Aim of the exercise
Turn every line of the entries below into a numbered list, leaving out any blank lines.

Dataset items
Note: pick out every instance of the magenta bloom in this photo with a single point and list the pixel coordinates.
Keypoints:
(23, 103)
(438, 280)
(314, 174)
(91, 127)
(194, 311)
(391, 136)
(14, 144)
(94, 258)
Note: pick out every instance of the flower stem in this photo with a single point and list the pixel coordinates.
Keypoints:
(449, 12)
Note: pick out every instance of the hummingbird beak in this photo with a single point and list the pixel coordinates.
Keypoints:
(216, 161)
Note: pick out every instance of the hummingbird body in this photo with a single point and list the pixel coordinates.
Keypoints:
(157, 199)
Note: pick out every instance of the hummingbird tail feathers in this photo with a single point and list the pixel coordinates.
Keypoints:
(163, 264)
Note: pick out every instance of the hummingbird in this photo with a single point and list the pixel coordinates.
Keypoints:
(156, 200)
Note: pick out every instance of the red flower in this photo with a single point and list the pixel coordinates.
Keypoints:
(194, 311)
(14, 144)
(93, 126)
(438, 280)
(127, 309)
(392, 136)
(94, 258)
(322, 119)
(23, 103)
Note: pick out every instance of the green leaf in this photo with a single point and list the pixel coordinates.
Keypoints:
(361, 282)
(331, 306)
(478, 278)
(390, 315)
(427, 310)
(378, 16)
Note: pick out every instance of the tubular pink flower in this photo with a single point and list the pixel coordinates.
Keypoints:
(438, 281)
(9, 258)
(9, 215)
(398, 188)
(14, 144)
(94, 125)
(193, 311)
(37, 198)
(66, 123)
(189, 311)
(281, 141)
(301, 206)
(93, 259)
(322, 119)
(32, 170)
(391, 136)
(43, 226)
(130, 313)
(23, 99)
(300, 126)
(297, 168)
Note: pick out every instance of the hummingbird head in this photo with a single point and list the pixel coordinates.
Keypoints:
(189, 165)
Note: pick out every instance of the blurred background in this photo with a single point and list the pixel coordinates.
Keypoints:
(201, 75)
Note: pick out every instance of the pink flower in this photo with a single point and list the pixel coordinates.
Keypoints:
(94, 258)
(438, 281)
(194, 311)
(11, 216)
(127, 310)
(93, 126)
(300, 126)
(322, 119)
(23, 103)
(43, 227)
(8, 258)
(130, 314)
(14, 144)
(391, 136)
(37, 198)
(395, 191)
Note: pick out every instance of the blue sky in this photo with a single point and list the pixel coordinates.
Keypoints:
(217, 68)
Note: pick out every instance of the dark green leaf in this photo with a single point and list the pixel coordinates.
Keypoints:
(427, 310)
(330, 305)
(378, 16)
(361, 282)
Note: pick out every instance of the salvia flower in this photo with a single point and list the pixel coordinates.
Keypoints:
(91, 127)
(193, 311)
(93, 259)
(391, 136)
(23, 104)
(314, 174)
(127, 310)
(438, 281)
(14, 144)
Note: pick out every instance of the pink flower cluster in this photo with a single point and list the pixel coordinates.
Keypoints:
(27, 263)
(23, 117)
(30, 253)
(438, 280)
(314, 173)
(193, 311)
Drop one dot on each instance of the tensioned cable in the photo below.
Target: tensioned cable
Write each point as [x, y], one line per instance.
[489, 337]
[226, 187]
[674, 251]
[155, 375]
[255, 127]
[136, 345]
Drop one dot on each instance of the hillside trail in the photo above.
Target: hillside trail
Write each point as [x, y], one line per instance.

In response
1. Note: pick out every instance of the magenta bloom in this photo with a single point and list the pixel coordinates.
2. Keypoints:
3. (23, 103)
4. (438, 280)
5. (314, 174)
6. (91, 127)
7. (194, 311)
8. (391, 136)
9. (14, 144)
10. (94, 258)
11. Note: pick out every instance of the flower stem in this photo with a single point and list the pixel coordinates.
12. Keypoints:
13. (449, 12)
14. Note: pick out every instance of the hummingbird beak in this photo with a single point and list the pixel coordinates.
15. Keypoints:
16. (216, 161)
17. Note: pick out every instance of the hummingbird body in this photo with a single point and list the pixel coordinates.
18. Keypoints:
19. (157, 199)
20. Note: pick out every instance of the hummingbird tail feathers in this photo with a single point and list the pixel coordinates.
21. Keypoints:
22. (163, 264)
23. Note: pick out every instance of the hummingbird in this photo with a single point and list the pixel coordinates.
24. Keypoints:
25. (156, 200)
26. Note: pick out every instance of the red flower in this photo with a single point and list the pixel coordinates.
27. Keypoints:
28. (194, 311)
29. (14, 144)
30. (93, 126)
31. (438, 280)
32. (127, 309)
33. (392, 136)
34. (94, 258)
35. (322, 119)
36. (23, 103)
37. Note: pick out every instance of the green leaf in this photo with a single point and list the pixel coordinates.
38. Keypoints:
39. (361, 282)
40. (331, 306)
41. (478, 278)
42. (390, 315)
43. (427, 310)
44. (378, 16)
45. Note: pick out every instance of the tubular pink flower in this photo with a single point and list the pixel coordinates.
46. Keypoints:
47. (438, 281)
48. (9, 258)
49. (9, 215)
50. (398, 188)
51. (14, 144)
52. (94, 125)
53. (193, 311)
54. (37, 198)
55. (66, 123)
56. (189, 311)
57. (281, 141)
58. (301, 206)
59. (93, 259)
60. (322, 119)
61. (32, 170)
62. (391, 136)
63. (43, 226)
64. (130, 313)
65. (23, 99)
66. (300, 126)
67. (297, 168)
68. Note: pick out every instance of the hummingbird head in this photo with a single point and list the pixel coordinates.
69. Keypoints:
70. (189, 165)
71. Note: pick out every instance of the blurred background in this photo with a single point and list the pixel coordinates.
72. Keypoints:
73. (201, 75)
74. Note: pick out every instance of the pink flower in this photo with a single point and list the pixel coordinates.
75. Keypoints:
76. (94, 258)
77. (438, 281)
78. (194, 311)
79. (11, 216)
80. (127, 310)
81. (93, 126)
82. (300, 126)
83. (322, 119)
84. (23, 103)
85. (43, 227)
86. (8, 258)
87. (130, 314)
88. (14, 144)
89. (391, 136)
90. (37, 198)
91. (395, 191)
92. Note: pick out every instance of the blue sky in this photo with a single point and list the pixel coordinates.
93. Keypoints:
94. (217, 68)
95. Note: pick out every instance of the dark green leaf in this photo with a single point and list the pixel coordinates.
96. Keypoints:
97. (427, 310)
98. (330, 305)
99. (378, 16)
100. (361, 282)
101. Note: pick out every instance of the salvia flower in this photo with a single point and list the pixel coordinates.
102. Keypoints:
103. (91, 127)
104. (193, 311)
105. (93, 259)
106. (391, 136)
107. (23, 104)
108. (314, 174)
109. (127, 310)
110. (438, 281)
111. (14, 144)
112. Note: pick out every instance of the pink flower cluster in this photo with a single point and list the pixel coordinates.
113. Keypoints:
114. (27, 263)
115. (23, 117)
116. (30, 253)
117. (438, 280)
118. (314, 173)
119. (193, 311)
120. Drop one dot on each instance of the tensioned cable in the photo below.
121. Target: tensioned cable
122. Write each point as [x, y], one line per instance.
123. [489, 337]
124. [226, 187]
125. [674, 251]
126. [155, 375]
127. [255, 127]
128. [136, 345]
129. Drop one dot on each instance of the hillside trail in the photo above.
130. Target: hillside trail
131. Write each point as [x, y], one line per instance.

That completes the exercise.